** INSTRUCTIONS FOR THE TASK **
Can you render the lines as a numbered list, starting at the first one and ending at the line that contains "539 191 L 541", with blank lines and pictures left out?

** MATERIAL FOR THIS TASK **
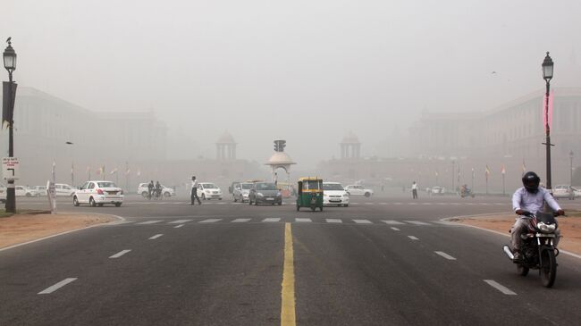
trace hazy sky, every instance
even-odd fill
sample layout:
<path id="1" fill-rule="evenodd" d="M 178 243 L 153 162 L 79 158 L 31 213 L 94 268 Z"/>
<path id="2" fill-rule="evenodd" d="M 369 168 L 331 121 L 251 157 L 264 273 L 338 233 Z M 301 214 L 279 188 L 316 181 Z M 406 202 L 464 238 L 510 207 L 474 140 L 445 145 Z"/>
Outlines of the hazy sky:
<path id="1" fill-rule="evenodd" d="M 363 154 L 423 110 L 493 107 L 543 87 L 581 86 L 581 2 L 0 0 L 15 79 L 96 111 L 153 108 L 213 155 L 266 161 L 288 139 L 298 162 Z M 3 47 L 4 46 L 2 46 Z M 492 71 L 497 74 L 491 74 Z M 306 146 L 316 140 L 319 153 Z"/>

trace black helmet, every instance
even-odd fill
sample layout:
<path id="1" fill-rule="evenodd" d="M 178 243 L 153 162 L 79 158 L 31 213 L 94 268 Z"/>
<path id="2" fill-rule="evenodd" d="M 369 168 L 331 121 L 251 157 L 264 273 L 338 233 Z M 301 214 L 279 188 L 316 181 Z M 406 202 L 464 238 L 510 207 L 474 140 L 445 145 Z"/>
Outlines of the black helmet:
<path id="1" fill-rule="evenodd" d="M 539 191 L 541 178 L 533 171 L 528 171 L 523 175 L 523 186 L 526 191 L 535 193 Z"/>

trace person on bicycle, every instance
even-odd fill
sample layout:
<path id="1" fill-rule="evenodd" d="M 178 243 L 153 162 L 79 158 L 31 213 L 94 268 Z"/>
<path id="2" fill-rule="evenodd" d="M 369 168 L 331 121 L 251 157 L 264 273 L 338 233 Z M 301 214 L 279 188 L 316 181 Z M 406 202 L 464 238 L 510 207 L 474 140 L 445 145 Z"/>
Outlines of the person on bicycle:
<path id="1" fill-rule="evenodd" d="M 149 183 L 147 184 L 147 198 L 148 199 L 151 199 L 151 195 L 153 195 L 154 188 L 156 188 L 156 186 L 154 186 L 154 180 L 149 181 Z"/>
<path id="2" fill-rule="evenodd" d="M 549 190 L 544 188 L 539 188 L 541 178 L 536 173 L 533 171 L 526 172 L 523 175 L 522 180 L 523 187 L 518 188 L 514 195 L 512 195 L 512 209 L 518 215 L 512 229 L 510 229 L 512 252 L 515 262 L 522 261 L 520 248 L 523 239 L 520 238 L 520 235 L 526 233 L 530 226 L 530 219 L 524 215 L 526 212 L 535 214 L 541 212 L 543 206 L 547 204 L 556 212 L 557 215 L 563 215 L 565 213 Z M 555 230 L 555 247 L 557 247 L 560 238 L 560 231 L 557 228 Z"/>
<path id="3" fill-rule="evenodd" d="M 159 183 L 159 181 L 156 181 L 156 197 L 160 197 L 162 196 L 162 185 Z"/>

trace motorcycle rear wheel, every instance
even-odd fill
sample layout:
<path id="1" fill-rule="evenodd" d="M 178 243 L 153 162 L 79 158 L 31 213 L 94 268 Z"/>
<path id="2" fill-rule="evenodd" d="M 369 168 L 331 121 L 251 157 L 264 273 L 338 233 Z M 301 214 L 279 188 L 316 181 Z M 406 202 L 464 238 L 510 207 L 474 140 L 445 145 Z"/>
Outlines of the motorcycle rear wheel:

** WRITTEN ANSWER **
1. trace hazy sky, every instance
2. even-odd fill
3. sample layout:
4. <path id="1" fill-rule="evenodd" d="M 178 243 L 153 162 L 79 158 L 31 213 L 94 268 Z"/>
5. <path id="2" fill-rule="evenodd" d="M 369 168 L 331 121 L 251 157 L 264 273 L 338 233 Z M 301 214 L 279 188 L 316 181 Z M 406 202 L 464 238 L 510 207 L 474 140 L 445 145 Z"/>
6. Outlines of the hazy sky:
7. <path id="1" fill-rule="evenodd" d="M 363 154 L 423 110 L 493 107 L 543 87 L 581 86 L 581 2 L 0 0 L 15 79 L 96 111 L 153 108 L 213 155 L 266 161 L 288 139 L 298 162 Z M 3 47 L 4 46 L 2 46 Z M 492 71 L 497 74 L 491 74 Z M 306 146 L 316 140 L 319 153 Z"/>
8. trace black helmet, every instance
9. even-odd fill
10. sample layout:
11. <path id="1" fill-rule="evenodd" d="M 178 243 L 153 162 L 79 158 L 31 213 L 94 268 Z"/>
12. <path id="2" fill-rule="evenodd" d="M 369 168 L 331 121 L 251 157 L 264 273 L 338 233 Z M 301 214 L 279 188 L 316 181 Z M 406 202 L 464 238 L 510 207 L 474 140 L 445 145 Z"/>
13. Outlines of the black helmet:
14. <path id="1" fill-rule="evenodd" d="M 539 191 L 541 178 L 533 171 L 528 171 L 523 175 L 523 186 L 526 191 L 535 193 Z"/>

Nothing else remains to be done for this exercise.